§ TASK TO COMPLETE
Would you print the full listing word for word?
——————
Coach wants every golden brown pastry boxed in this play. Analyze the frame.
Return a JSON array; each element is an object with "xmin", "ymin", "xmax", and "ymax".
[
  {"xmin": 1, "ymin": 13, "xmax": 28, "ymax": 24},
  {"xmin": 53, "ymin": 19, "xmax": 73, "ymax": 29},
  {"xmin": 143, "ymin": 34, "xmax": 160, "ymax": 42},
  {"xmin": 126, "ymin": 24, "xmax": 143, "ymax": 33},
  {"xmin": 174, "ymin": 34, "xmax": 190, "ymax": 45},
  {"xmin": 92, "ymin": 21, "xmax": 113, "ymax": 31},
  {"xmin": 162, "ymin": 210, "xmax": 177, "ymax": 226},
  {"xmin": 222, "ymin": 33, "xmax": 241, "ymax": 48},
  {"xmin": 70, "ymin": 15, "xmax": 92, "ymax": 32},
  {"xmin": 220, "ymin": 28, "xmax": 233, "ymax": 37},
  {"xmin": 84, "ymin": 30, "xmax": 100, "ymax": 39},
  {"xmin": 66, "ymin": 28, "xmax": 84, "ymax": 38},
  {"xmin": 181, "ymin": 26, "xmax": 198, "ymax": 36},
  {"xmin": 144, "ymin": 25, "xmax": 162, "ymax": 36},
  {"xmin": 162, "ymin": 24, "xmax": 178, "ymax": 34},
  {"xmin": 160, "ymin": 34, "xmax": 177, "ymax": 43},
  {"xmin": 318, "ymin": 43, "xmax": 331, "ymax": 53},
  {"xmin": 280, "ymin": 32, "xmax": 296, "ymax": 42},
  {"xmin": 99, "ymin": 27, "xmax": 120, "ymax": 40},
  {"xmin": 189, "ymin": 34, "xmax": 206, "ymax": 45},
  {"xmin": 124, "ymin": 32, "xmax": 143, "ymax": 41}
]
——————
§ WRITTEN REPLY
Coach wants every golden brown pastry boxed in this play. Analyze the frame.
Return a JSON array; each element is an object with "xmin", "ymin", "xmax", and "ymax".
[
  {"xmin": 1, "ymin": 13, "xmax": 28, "ymax": 24},
  {"xmin": 53, "ymin": 19, "xmax": 73, "ymax": 29},
  {"xmin": 143, "ymin": 34, "xmax": 160, "ymax": 42},
  {"xmin": 126, "ymin": 24, "xmax": 143, "ymax": 33},
  {"xmin": 174, "ymin": 34, "xmax": 190, "ymax": 45},
  {"xmin": 92, "ymin": 21, "xmax": 113, "ymax": 31},
  {"xmin": 162, "ymin": 210, "xmax": 177, "ymax": 226},
  {"xmin": 222, "ymin": 33, "xmax": 241, "ymax": 48},
  {"xmin": 70, "ymin": 15, "xmax": 92, "ymax": 32},
  {"xmin": 220, "ymin": 28, "xmax": 233, "ymax": 37},
  {"xmin": 84, "ymin": 30, "xmax": 100, "ymax": 39},
  {"xmin": 66, "ymin": 28, "xmax": 84, "ymax": 38},
  {"xmin": 181, "ymin": 26, "xmax": 198, "ymax": 36},
  {"xmin": 144, "ymin": 25, "xmax": 162, "ymax": 36},
  {"xmin": 162, "ymin": 24, "xmax": 178, "ymax": 34},
  {"xmin": 160, "ymin": 34, "xmax": 177, "ymax": 43},
  {"xmin": 318, "ymin": 43, "xmax": 331, "ymax": 53},
  {"xmin": 280, "ymin": 32, "xmax": 296, "ymax": 42},
  {"xmin": 99, "ymin": 27, "xmax": 120, "ymax": 40},
  {"xmin": 189, "ymin": 34, "xmax": 206, "ymax": 45},
  {"xmin": 124, "ymin": 32, "xmax": 143, "ymax": 41}
]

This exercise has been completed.